§ Input data:

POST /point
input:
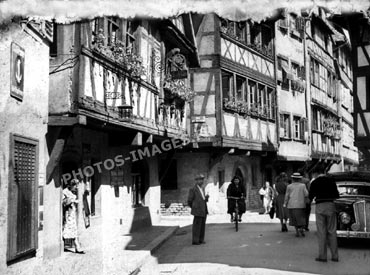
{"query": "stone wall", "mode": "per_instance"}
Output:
(28, 118)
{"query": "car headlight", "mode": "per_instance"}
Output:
(344, 218)
(355, 227)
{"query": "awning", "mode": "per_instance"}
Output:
(287, 73)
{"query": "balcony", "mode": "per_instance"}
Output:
(245, 109)
(171, 116)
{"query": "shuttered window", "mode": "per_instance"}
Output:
(22, 212)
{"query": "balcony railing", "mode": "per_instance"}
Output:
(171, 116)
(265, 50)
(246, 109)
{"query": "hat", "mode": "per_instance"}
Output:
(296, 176)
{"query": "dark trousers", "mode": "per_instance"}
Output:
(308, 212)
(199, 228)
(326, 222)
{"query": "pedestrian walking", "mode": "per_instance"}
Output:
(236, 189)
(70, 214)
(324, 190)
(197, 200)
(280, 190)
(268, 195)
(295, 201)
(307, 182)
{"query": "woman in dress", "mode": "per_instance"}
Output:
(236, 189)
(268, 195)
(295, 201)
(280, 190)
(70, 207)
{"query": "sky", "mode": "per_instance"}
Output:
(65, 11)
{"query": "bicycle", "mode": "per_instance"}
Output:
(236, 211)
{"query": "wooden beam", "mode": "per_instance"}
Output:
(56, 152)
(66, 120)
(138, 139)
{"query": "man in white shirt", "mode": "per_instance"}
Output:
(197, 200)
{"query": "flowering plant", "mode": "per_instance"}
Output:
(178, 89)
(120, 54)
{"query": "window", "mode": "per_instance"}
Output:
(240, 88)
(54, 44)
(130, 38)
(240, 30)
(22, 212)
(221, 178)
(295, 69)
(252, 87)
(227, 86)
(284, 125)
(284, 65)
(299, 125)
(330, 84)
(261, 93)
(235, 30)
(168, 174)
(271, 102)
(317, 74)
(113, 27)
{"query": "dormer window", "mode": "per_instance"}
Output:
(113, 30)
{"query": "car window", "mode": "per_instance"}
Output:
(353, 189)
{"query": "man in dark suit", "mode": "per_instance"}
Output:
(197, 200)
(324, 190)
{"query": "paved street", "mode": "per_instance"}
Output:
(258, 248)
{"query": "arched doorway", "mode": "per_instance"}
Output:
(239, 174)
(140, 182)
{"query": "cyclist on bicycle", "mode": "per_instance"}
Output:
(236, 189)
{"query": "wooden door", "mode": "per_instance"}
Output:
(22, 199)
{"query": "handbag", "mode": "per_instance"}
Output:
(272, 212)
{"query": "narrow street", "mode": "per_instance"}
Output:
(258, 248)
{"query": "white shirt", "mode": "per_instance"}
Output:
(201, 191)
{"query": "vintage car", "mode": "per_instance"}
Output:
(353, 206)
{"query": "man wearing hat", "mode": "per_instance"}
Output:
(295, 201)
(197, 200)
(324, 190)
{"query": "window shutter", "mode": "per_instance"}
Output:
(302, 73)
(282, 128)
(302, 123)
(22, 217)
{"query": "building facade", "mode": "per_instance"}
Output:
(119, 93)
(26, 197)
(359, 32)
(269, 97)
(293, 151)
(233, 114)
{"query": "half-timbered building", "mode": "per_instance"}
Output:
(292, 99)
(119, 93)
(359, 31)
(27, 225)
(344, 68)
(233, 114)
(324, 95)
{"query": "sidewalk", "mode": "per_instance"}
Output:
(129, 254)
(125, 256)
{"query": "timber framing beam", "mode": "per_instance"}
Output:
(66, 120)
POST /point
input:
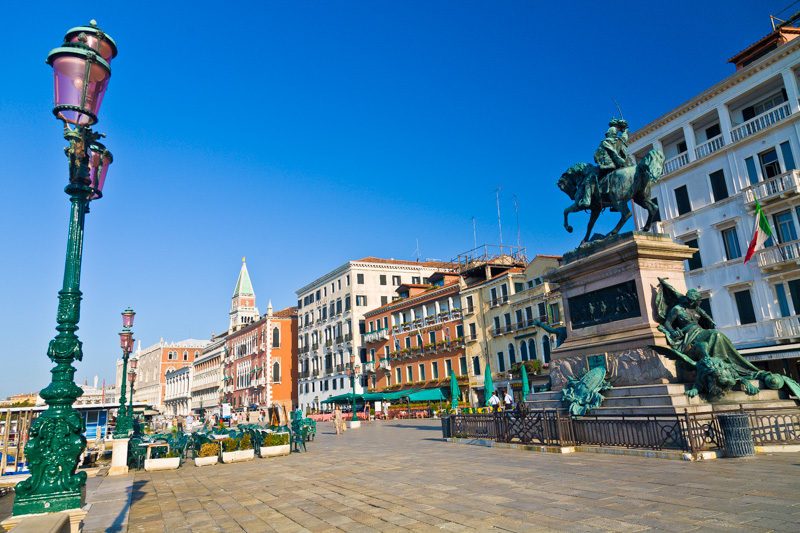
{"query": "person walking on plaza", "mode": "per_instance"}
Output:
(508, 400)
(338, 423)
(494, 401)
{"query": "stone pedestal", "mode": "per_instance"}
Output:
(608, 293)
(119, 457)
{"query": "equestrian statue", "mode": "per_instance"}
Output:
(613, 182)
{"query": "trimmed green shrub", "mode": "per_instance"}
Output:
(209, 449)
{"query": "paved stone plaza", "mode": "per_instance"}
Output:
(397, 476)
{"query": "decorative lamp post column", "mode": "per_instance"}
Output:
(352, 373)
(124, 418)
(81, 72)
(132, 378)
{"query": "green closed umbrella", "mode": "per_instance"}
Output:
(488, 386)
(526, 388)
(454, 391)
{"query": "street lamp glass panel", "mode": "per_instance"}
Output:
(99, 161)
(74, 68)
(127, 318)
(92, 37)
(125, 339)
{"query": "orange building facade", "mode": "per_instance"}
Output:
(260, 363)
(417, 341)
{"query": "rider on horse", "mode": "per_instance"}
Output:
(611, 155)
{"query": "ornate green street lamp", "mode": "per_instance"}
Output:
(124, 424)
(352, 373)
(55, 443)
(132, 378)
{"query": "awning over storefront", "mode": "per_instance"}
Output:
(426, 395)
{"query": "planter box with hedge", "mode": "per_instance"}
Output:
(275, 444)
(237, 450)
(209, 455)
(170, 462)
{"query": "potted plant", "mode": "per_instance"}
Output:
(275, 444)
(236, 450)
(209, 454)
(170, 461)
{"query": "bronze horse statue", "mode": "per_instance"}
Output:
(615, 190)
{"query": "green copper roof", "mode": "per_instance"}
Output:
(243, 285)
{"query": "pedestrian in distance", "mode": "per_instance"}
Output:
(508, 400)
(338, 423)
(494, 402)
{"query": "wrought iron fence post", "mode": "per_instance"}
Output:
(689, 436)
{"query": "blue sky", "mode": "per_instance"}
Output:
(302, 135)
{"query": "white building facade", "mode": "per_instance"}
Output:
(331, 321)
(726, 149)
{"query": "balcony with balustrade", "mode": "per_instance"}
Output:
(779, 259)
(761, 122)
(786, 329)
(674, 163)
(376, 335)
(773, 191)
(709, 147)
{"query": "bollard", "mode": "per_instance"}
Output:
(446, 426)
(737, 437)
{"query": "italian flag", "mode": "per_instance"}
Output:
(761, 233)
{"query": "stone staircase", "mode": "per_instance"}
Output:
(668, 398)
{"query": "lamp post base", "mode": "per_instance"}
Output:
(74, 516)
(52, 502)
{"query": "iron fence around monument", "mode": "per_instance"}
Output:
(689, 432)
(769, 427)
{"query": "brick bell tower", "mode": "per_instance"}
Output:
(243, 308)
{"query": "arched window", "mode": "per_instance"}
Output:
(546, 348)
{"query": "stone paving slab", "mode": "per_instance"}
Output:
(400, 476)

§ Problem details: The records above need to be printed in full and exactly, without any of the pictures.

§ Output of the exercise:
POST /point
input:
{"query": "stone wall", "mode": "per_instance"}
Output:
(28, 118)
{"query": "car headlight", "mode": "per_instance"}
Output:
(344, 218)
(355, 227)
{"query": "awning", "mode": "per_instance"}
Output:
(287, 73)
{"query": "balcony", "mode": "per_instance"}
Output:
(245, 109)
(171, 116)
{"query": "shuttered window", "mode": "per_instance"}
Output:
(22, 212)
{"query": "balcony railing", "mode": "per_instance"}
Output:
(171, 116)
(265, 50)
(246, 109)
{"query": "hat", "mode": "per_instance"}
Output:
(296, 176)
{"query": "dark trousers", "mode": "per_instance"}
Output:
(308, 212)
(199, 228)
(326, 222)
{"query": "pedestrian walking", "mode": "per_instance"}
Output:
(236, 189)
(70, 214)
(324, 190)
(197, 200)
(280, 190)
(268, 195)
(295, 201)
(307, 182)
{"query": "woman in dress", "mode": "per_instance"}
Output:
(236, 189)
(268, 195)
(295, 201)
(280, 190)
(70, 207)
{"query": "sky", "mode": "per_instance"}
Output:
(65, 11)
{"query": "bicycle", "mode": "per_instance"}
Output:
(236, 211)
{"query": "wooden beam", "mode": "per_instance"}
Output:
(56, 152)
(66, 120)
(138, 139)
{"query": "man in white shirt", "mode": "per_instance"}
Output:
(197, 200)
{"query": "flowering plant", "mode": "per_instance"}
Output:
(178, 89)
(120, 54)
{"query": "window", "mode": "per_instance"}
Output:
(240, 88)
(54, 44)
(130, 38)
(240, 30)
(22, 212)
(221, 178)
(295, 69)
(252, 87)
(227, 86)
(284, 125)
(284, 65)
(299, 125)
(330, 84)
(261, 93)
(235, 30)
(168, 174)
(271, 102)
(317, 74)
(113, 27)
{"query": "dormer window", "mode": "per_instance"}
Output:
(113, 30)
{"query": "car window", "mode": "per_instance"}
Output:
(353, 189)
{"query": "man in dark suit", "mode": "per_instance"}
Output:
(197, 200)
(324, 190)
{"query": "paved street", "mode": "per_instance"}
Output:
(258, 248)
{"query": "arched doorway", "mode": "per_instance"}
Output:
(239, 174)
(140, 182)
{"query": "cyclist on bicycle", "mode": "per_instance"}
Output:
(236, 189)
{"query": "wooden door", "mode": "per_instance"}
Output:
(22, 199)
{"query": "handbag", "mode": "per_instance"}
Output:
(272, 212)
{"query": "narrow street", "mode": "per_instance"}
Output:
(258, 248)
{"query": "white shirt", "mode": "per_instance"}
Output:
(201, 191)
{"query": "vintage car", "mode": "per_instance"}
Output:
(353, 206)
{"query": "man wearing hat", "mode": "per_instance"}
Output:
(295, 201)
(197, 200)
(324, 190)
{"query": "window shutter", "mode": "per_instance"}
Output:
(302, 73)
(282, 128)
(302, 123)
(22, 217)
{"query": "building facade", "mode": "per_instance"}
Output:
(119, 93)
(26, 197)
(359, 32)
(269, 97)
(293, 151)
(233, 114)
{"query": "half-timbered building", "mode": "per_instance"}
Output:
(292, 99)
(119, 93)
(359, 31)
(27, 225)
(344, 68)
(233, 114)
(324, 95)
{"query": "sidewalk", "mode": "per_instance"}
Output:
(129, 254)
(125, 256)
{"query": "timber framing beam", "mode": "per_instance"}
Output:
(66, 120)
POST /point
input:
{"query": "person walking on plaza", "mode": "per_instance"}
Output:
(508, 400)
(338, 423)
(494, 401)
{"query": "stone pedestal", "mode": "per_instance"}
Output:
(608, 293)
(119, 457)
{"query": "equestrian statue", "mode": "per_instance"}
Output:
(613, 182)
{"query": "trimmed green shrub", "mode": "per_instance"}
Output:
(209, 449)
{"query": "paved stone plaza", "mode": "per_instance"}
Output:
(397, 476)
{"query": "decorative lamp post column", "mode": "per_instance"}
Output:
(352, 373)
(124, 418)
(81, 72)
(132, 378)
{"query": "green closed umbrella", "mode": "per_instance"}
Output:
(488, 386)
(526, 388)
(454, 391)
{"query": "street lamp glass panel", "mode": "per_instance"}
Output:
(99, 161)
(74, 68)
(127, 318)
(92, 37)
(125, 339)
{"query": "orange building facade", "mode": "per_instance"}
Output:
(260, 363)
(417, 341)
{"query": "rider on horse", "mode": "per_instance"}
Output:
(611, 155)
{"query": "ornate green street lamp", "mode": "per_instance"}
Output:
(124, 424)
(352, 373)
(55, 443)
(132, 378)
{"query": "awning over storefront", "mode": "per_instance"}
Output:
(426, 395)
{"query": "planter box with hedge", "mode": "per_instance"}
Output:
(275, 444)
(237, 450)
(209, 455)
(170, 462)
{"query": "potted plant", "mode": "per_instance"}
Output:
(275, 444)
(236, 450)
(209, 454)
(170, 461)
{"query": "bronze horse statue", "mode": "per_instance"}
Output:
(615, 190)
{"query": "green copper roof", "mode": "per_instance"}
Output:
(243, 285)
{"query": "pedestrian in distance", "mode": "per_instance"}
Output:
(508, 400)
(338, 423)
(494, 402)
{"query": "wrought iron fence post", "mode": "per_instance"}
Output:
(689, 436)
{"query": "blue sky", "mode": "per_instance"}
Output:
(302, 135)
{"query": "white building facade", "mode": "per_instance"}
Output:
(331, 321)
(726, 149)
{"query": "balcony with balustrade", "mode": "per_instance"}
Output:
(779, 259)
(761, 122)
(786, 329)
(674, 163)
(376, 335)
(773, 191)
(709, 147)
{"query": "bollard", "mode": "per_instance"}
Output:
(446, 426)
(737, 437)
{"query": "italian flag", "mode": "per_instance"}
Output:
(761, 233)
{"query": "stone staircase", "mode": "per_instance"}
Output:
(668, 398)
{"query": "lamp post base", "mode": "per_instance"}
Output:
(74, 516)
(52, 502)
{"query": "iron fence around monument", "mode": "per_instance"}
Output:
(689, 432)
(769, 427)
{"query": "brick bell tower", "mode": "per_instance"}
Output:
(243, 308)
{"query": "arched window", "mode": "per_instance"}
Output:
(546, 348)
{"query": "stone paving slab", "mode": "per_instance"}
Output:
(400, 476)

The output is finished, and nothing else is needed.